▶ TEXTO DADO
Um autor com oitenta anos escreverá, suponho, porque gosta de escrever, porque ainda sente vontade de comunicar qualquer coisa, porque sente necessidade de o fazer; assim, talvez não seja tão importante a procura de originalidade, de novas fórmulas narrativas ou de estilo; talvez seja mesmo compreensível que o autor seja menos profundo, ou não procure mais do que contar bem uma boa história.
Na minha opinião, este Cinco Esquinas consegue isso de forma razoável: contar bem uma boa história. De acordo, não é o enredo mais elaborado; há aqui um ou outro aspeto algo redondos demais; certo, Llosa revisitou algumas das fórmulas já por si utilizadas (penso, por exemplo, no caso da sucessão de diálogos entrelaçados do vigésimo capítulo; ou na reutilização do tema da chantagem e do jornalismo de sarjeta). Mas poder-se-á afirmar que é um livro mal escrito, sem qualquer graça, sem ritmo, sem alma? Na minha visão, não se poderá afirmar tal. Este "estilo tardio" de Llosa ainda se lê muitíssimo bem, melhor mesmo que muitos dos "novos" (alguns já não assim tão novos) "talentos" tão aclamados pela crítica nacional...
Neste pequeno texto, que basicamente tem em conta o que previamente lera sobre o livro, não me debruçarei sobre o enredo. Direi somente que é razoavelmente interessante, com algum picante (mas sem exageros), humor e crítica social e política (tendo como pano de fundo o Peru nos anos noventa, durante a governação de Fujimori).

▶ INSTRUÇÃO DE TRABALHO
Reproduza na íntegra e sem alterações o texto sobre o livro Cinco Esquinas. O material não é necessário para realizar a tarefa.

▶ INFORMAÇÃO FORNECIDA
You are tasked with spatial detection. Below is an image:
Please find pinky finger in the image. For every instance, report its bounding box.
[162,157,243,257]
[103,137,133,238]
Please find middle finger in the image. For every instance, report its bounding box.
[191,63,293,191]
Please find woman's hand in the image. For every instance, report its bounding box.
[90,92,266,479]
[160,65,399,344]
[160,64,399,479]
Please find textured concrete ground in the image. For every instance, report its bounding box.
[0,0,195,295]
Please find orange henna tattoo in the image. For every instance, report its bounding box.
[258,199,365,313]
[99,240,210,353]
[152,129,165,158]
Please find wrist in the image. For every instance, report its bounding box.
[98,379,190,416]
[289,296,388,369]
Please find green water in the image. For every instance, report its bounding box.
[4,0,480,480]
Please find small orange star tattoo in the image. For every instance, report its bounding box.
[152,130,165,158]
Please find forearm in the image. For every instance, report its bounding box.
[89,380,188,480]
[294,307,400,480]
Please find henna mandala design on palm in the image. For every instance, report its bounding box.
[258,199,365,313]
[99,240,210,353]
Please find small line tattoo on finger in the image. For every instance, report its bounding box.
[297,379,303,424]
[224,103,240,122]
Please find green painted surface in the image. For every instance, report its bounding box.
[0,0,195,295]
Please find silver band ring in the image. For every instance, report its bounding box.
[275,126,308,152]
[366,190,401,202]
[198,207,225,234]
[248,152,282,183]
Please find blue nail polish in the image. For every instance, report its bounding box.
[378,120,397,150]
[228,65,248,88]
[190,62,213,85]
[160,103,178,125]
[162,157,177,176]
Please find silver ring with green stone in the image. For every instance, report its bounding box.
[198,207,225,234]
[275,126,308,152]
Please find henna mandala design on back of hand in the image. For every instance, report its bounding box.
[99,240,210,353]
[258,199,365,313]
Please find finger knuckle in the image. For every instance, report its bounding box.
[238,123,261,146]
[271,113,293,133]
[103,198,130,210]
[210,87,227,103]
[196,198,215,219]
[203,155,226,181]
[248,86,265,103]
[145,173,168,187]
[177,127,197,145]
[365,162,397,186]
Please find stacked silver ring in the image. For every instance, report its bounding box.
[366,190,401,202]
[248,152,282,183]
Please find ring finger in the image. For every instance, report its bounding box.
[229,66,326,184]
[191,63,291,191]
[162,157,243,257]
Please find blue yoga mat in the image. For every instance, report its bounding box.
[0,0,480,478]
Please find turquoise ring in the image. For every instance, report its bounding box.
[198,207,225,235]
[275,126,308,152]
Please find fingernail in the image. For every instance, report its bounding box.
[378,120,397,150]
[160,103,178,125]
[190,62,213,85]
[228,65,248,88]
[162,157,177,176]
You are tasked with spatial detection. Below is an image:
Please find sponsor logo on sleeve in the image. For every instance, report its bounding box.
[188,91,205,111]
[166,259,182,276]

▶ EXERCÍCIO RESOLVIDO
Um autor com oitenta anos escreverá, suponho, porque gosta de escrever, porque ainda sente vontade de comunicar qualquer coisa, porque sente necessidade de o fazer; assim, talvez não seja tão importante a procura de originalidade, de novas fórmulas narrativas ou de estilo; talvez seja mesmo compreensível que o autor seja menos profundo, ou não procure mais do que contar bem uma boa história.
Na minha opinião, este Cinco Esquinas consegue isso de forma razoável: contar bem uma boa história. De acordo, não é o enredo mais elaborado; há aqui um ou outro aspeto algo redondos demais; certo, Llosa revisitou algumas das fórmulas já por si utilizadas (penso, por exemplo, no caso da sucessão de diálogos entrelaçados do vigésimo capítulo; ou na reutilização do tema da chantagem e do jornalismo de sarjeta). Mas poder-se-á afirmar que é um livro mal escrito, sem qualquer graça, sem ritmo, sem alma? Na minha visão, não se poderá afirmar tal. Este "estilo tardio" de Llosa ainda se lê muitíssimo bem, melhor mesmo que muitos dos "novos" (alguns já não assim tão novos) "talentos" tão aclamados pela crítica nacional...
Neste pequeno texto, que basicamente tem em conta o que previamente lera sobre o livro, não me debruçarei sobre o enredo. Direi somente que é razoavelmente interessante, com algum picante (mas sem exageros), humor e crítica social e política (tendo como pano de fundo o Peru nos anos noventa, durante a governação de Fujimori).